Please rewrite the data from the line with "For every instance of the small" to the line with "For every instance of the man", putting "dark blue trousers" in place of "navy trousers" and changing nothing else.
— Start DATA SECTION —
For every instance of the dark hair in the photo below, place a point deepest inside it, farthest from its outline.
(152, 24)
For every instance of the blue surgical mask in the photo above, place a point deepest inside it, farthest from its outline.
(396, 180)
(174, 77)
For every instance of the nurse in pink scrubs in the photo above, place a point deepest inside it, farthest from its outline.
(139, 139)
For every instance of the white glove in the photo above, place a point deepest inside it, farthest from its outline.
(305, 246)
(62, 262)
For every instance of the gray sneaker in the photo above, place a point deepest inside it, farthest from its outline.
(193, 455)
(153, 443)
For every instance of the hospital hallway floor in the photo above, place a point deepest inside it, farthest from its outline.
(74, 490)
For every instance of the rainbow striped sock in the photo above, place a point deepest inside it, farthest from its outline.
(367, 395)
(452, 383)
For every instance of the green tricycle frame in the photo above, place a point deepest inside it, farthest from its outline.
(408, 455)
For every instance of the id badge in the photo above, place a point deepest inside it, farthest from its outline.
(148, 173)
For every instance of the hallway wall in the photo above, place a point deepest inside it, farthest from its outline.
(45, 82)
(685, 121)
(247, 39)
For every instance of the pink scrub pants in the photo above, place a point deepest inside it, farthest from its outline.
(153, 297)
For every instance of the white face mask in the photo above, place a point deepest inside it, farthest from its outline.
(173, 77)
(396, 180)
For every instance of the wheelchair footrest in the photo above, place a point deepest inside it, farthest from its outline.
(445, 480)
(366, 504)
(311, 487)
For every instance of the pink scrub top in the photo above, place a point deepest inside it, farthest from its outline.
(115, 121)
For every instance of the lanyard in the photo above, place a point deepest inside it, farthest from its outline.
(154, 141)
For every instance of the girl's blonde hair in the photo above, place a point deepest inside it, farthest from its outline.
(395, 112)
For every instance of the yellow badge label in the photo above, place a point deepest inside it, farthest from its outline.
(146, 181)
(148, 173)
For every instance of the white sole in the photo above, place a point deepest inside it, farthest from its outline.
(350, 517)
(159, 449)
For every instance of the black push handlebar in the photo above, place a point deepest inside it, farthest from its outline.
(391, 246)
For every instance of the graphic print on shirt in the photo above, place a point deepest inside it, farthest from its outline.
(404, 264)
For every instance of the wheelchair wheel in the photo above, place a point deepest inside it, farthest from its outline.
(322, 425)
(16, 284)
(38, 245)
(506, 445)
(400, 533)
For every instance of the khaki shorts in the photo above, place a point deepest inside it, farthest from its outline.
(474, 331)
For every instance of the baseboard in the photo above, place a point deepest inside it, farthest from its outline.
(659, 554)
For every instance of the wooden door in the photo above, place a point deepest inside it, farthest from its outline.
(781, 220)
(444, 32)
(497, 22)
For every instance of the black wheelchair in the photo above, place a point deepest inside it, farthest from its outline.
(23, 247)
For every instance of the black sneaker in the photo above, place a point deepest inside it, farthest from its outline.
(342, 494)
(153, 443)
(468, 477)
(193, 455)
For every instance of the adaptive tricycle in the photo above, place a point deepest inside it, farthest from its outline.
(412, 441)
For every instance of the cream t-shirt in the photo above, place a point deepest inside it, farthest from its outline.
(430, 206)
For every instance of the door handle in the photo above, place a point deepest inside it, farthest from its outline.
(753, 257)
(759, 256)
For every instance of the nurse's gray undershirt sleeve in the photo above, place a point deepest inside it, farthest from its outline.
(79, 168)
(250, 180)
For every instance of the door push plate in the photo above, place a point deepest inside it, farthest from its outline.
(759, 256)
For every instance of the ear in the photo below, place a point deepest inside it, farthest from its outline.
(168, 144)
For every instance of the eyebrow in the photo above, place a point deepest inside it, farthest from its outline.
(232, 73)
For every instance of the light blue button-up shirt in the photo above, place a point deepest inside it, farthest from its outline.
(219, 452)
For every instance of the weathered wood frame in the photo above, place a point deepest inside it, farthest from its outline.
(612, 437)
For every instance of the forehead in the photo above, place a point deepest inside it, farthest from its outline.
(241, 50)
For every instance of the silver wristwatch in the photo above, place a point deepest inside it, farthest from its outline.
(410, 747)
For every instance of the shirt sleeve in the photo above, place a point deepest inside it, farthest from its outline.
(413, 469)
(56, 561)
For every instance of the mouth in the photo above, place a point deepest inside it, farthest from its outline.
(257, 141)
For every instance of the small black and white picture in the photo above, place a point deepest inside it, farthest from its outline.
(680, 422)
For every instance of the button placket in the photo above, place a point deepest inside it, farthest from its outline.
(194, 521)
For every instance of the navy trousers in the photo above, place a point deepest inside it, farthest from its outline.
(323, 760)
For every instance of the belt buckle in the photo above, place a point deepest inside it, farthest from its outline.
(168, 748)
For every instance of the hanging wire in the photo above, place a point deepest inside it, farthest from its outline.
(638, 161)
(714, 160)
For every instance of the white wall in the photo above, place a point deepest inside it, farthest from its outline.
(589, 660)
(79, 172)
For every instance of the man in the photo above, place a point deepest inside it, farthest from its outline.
— End DATA SECTION —
— Start DATA SECTION —
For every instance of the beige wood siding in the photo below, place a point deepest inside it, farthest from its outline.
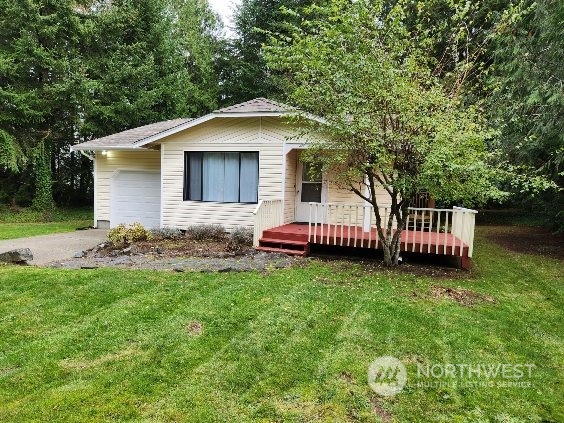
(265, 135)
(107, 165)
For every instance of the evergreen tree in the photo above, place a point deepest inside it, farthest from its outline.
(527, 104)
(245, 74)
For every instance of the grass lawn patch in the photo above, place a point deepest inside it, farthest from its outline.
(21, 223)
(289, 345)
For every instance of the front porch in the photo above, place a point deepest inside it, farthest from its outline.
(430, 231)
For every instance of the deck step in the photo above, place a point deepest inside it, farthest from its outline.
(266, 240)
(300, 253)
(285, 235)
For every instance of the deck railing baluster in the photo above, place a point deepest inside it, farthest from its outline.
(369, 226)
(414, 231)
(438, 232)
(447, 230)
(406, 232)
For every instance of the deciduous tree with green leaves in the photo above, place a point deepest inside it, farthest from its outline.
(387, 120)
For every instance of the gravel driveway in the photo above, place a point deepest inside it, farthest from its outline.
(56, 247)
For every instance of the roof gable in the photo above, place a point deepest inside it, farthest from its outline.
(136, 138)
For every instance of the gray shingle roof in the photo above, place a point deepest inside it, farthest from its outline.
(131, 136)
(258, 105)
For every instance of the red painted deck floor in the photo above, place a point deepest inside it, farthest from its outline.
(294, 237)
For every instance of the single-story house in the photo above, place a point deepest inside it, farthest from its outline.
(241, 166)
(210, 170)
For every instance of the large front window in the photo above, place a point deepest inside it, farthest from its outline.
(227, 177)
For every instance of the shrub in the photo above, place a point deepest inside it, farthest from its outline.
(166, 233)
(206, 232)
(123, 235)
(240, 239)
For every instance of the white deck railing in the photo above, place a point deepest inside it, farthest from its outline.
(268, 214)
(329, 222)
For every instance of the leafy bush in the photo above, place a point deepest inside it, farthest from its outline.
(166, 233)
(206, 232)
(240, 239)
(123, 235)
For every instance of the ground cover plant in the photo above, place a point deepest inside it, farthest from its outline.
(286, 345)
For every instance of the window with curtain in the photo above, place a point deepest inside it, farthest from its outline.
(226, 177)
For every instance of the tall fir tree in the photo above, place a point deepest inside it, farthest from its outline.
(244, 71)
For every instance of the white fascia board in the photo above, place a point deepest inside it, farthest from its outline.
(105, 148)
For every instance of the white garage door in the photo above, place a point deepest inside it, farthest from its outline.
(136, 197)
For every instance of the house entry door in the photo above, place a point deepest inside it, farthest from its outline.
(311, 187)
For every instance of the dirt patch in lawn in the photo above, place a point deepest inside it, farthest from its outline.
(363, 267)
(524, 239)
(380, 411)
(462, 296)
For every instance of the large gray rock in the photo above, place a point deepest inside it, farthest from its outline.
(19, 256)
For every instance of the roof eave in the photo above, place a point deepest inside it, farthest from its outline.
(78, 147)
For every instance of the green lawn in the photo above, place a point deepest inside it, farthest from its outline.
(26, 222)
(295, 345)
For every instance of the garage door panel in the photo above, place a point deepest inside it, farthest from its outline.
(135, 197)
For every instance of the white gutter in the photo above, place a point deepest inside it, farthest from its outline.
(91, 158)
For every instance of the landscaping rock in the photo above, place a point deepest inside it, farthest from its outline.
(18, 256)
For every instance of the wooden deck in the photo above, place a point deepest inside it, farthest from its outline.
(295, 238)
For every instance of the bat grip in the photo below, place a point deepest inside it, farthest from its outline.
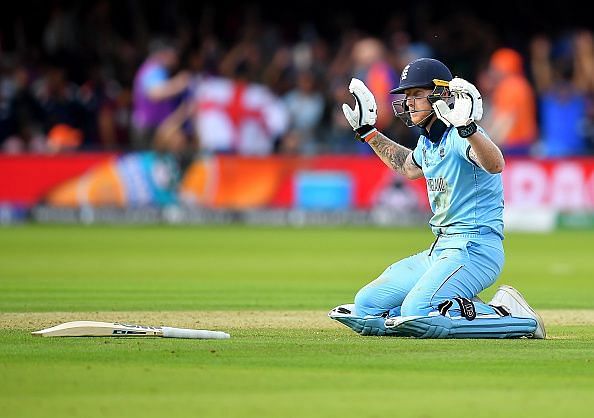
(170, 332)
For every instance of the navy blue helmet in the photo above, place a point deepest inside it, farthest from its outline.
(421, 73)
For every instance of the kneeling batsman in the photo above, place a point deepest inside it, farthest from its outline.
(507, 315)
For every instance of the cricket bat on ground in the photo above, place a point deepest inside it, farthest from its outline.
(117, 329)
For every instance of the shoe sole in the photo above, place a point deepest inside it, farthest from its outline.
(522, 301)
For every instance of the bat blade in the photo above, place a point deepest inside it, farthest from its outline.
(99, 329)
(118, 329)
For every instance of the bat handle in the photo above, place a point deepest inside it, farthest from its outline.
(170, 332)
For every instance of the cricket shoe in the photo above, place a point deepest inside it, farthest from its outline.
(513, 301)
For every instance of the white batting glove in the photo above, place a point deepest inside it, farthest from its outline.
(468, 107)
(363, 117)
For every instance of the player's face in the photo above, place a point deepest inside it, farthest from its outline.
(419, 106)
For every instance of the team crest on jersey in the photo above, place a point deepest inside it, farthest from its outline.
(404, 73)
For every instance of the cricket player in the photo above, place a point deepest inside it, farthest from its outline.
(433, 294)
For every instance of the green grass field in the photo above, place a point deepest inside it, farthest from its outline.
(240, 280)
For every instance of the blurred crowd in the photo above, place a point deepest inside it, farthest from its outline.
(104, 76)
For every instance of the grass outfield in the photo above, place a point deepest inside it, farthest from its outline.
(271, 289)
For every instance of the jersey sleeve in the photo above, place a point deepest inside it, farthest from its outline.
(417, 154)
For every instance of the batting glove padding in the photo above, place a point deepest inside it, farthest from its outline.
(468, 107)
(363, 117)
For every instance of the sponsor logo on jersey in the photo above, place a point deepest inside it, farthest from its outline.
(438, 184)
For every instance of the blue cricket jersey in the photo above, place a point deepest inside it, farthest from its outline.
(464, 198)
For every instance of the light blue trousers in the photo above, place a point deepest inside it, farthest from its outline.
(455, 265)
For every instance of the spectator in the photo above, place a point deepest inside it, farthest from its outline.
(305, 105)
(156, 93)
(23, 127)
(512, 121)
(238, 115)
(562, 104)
— End DATA SECTION —
FINAL ANSWER.
For every instance of the small black and white picture in the photo above, place a point deepest inside it, farthest from its outline.
(680, 422)
For every instance of the button placket in the photo above, place a point deepest inside it, farthest from its outline.
(194, 521)
For every instance of the dark blue trousers in the photo above, place a point deepest inside it, farthest from its outline.
(323, 760)
For every instance of the belt buckle in the photo above, place a point deepest inside it, farthest from its outline.
(168, 748)
For every instance of the hanging wire in the photo above, place a point deepest inside it, farthest from its outline.
(638, 161)
(714, 160)
For every instance of the white wall in the photo above, place a point deepest inside it, farthest from its outline.
(589, 660)
(79, 172)
For every instance of the man in the photo above, place a point deepest inside it, farthest from its outline.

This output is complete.